Segment Start: Records supplied

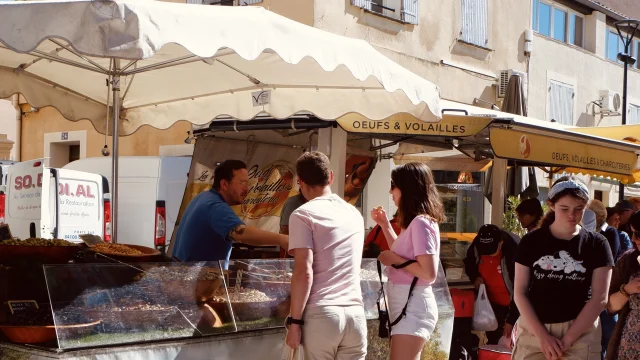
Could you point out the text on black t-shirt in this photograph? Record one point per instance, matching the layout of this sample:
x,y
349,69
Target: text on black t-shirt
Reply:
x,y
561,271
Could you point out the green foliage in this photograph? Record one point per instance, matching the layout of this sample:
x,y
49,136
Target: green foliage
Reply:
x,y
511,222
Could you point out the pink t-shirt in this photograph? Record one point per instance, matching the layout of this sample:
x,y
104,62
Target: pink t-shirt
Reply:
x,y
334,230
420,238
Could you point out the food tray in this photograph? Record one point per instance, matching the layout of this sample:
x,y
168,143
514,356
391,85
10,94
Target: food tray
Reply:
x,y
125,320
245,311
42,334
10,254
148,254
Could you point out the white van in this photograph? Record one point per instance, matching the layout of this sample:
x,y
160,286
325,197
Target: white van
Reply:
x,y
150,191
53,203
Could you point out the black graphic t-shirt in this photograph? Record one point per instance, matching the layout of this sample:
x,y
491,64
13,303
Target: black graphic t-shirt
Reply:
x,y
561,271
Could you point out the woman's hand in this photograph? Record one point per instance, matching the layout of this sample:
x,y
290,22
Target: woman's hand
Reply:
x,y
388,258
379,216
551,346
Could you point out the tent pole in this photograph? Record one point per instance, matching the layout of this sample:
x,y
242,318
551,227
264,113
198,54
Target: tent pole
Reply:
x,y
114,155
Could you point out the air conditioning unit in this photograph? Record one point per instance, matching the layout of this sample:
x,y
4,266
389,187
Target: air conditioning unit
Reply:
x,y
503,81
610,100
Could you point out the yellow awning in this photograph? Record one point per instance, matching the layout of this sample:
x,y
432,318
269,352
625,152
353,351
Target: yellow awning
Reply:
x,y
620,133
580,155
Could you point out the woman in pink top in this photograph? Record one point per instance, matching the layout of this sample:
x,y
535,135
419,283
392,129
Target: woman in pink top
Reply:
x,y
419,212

Segment End: Records supplied
Segment Start: Records supplied

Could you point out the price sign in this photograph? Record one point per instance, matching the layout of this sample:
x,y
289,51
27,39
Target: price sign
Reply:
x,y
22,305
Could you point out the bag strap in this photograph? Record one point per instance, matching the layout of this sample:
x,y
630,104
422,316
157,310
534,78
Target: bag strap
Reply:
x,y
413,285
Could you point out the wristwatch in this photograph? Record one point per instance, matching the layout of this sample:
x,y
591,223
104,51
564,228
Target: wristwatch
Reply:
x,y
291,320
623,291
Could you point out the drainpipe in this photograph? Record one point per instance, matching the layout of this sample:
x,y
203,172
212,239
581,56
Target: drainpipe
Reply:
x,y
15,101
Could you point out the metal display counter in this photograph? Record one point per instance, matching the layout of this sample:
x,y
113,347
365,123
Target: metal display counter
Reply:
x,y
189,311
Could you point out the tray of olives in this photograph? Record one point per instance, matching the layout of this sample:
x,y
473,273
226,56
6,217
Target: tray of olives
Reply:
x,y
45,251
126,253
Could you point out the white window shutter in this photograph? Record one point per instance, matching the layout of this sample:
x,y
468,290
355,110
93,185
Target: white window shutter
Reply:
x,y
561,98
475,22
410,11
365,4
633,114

Segment End: Records supplied
Segment Start: Records supplied

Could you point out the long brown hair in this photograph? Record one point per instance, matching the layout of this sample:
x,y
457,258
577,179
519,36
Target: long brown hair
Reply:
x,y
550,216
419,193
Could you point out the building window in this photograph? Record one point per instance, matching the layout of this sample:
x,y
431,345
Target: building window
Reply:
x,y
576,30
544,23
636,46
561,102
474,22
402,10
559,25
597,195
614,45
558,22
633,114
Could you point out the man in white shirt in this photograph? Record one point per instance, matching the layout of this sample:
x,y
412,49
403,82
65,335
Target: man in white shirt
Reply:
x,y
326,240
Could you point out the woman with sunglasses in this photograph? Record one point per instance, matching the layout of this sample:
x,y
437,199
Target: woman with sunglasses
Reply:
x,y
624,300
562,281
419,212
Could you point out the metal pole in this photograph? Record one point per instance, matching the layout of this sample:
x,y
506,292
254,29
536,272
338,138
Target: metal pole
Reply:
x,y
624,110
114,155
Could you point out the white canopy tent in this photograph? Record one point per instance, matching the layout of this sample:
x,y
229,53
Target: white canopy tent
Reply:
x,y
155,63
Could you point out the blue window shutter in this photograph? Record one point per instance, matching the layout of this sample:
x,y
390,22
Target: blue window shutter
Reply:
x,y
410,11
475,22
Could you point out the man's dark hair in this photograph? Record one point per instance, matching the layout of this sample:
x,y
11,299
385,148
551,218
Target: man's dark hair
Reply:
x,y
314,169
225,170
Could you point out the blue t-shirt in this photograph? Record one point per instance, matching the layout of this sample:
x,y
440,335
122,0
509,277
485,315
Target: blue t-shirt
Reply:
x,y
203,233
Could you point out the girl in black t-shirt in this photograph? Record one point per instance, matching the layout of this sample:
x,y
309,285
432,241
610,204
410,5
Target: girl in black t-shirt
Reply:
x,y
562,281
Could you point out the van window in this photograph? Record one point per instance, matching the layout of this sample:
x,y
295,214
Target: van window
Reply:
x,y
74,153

Segment End: Records supplied

> **Work instruction**:
Take the listing above and repeat exactly the lines from the one containing "Could you point out the text" through the one containing "Target: woman's hand", both included.

> **Reply**:
Could you point out the text on black t-shirt in this photograph? Record one point per instance, matching the layout of this sample:
x,y
349,69
Target: text on black t-shirt
Reply:
x,y
561,271
Could you point out the green foliage in this photograph? Record one point per instance, matching the layout of this sample:
x,y
49,136
Target: green foliage
Reply:
x,y
511,222
Could you point out the pink t-shirt in this photograph? Record one point per instance, matching the layout of this sample:
x,y
104,62
Target: pink t-shirt
Reply:
x,y
334,230
420,238
Could you point out the food tray in this photograph? Record one point per instance, matching the layout of this sample:
x,y
168,143
514,356
391,85
10,94
Target: food tray
Reply:
x,y
125,320
245,311
42,334
10,254
148,254
Could you point out the white van in this photograph? Record one point per instance, matching the layout of this sample:
x,y
160,286
325,197
Target: white van
Reply:
x,y
150,191
53,203
Could you point out the black graphic t-shirt in this photograph? Record one point per instance, matching the layout of this sample:
x,y
491,64
13,303
Target: black graphic t-shirt
Reply:
x,y
561,271
Could you point out the woman's hand in this photograph? Record one point per instance, matching the layout of this sample:
x,y
290,22
Target: woman's hand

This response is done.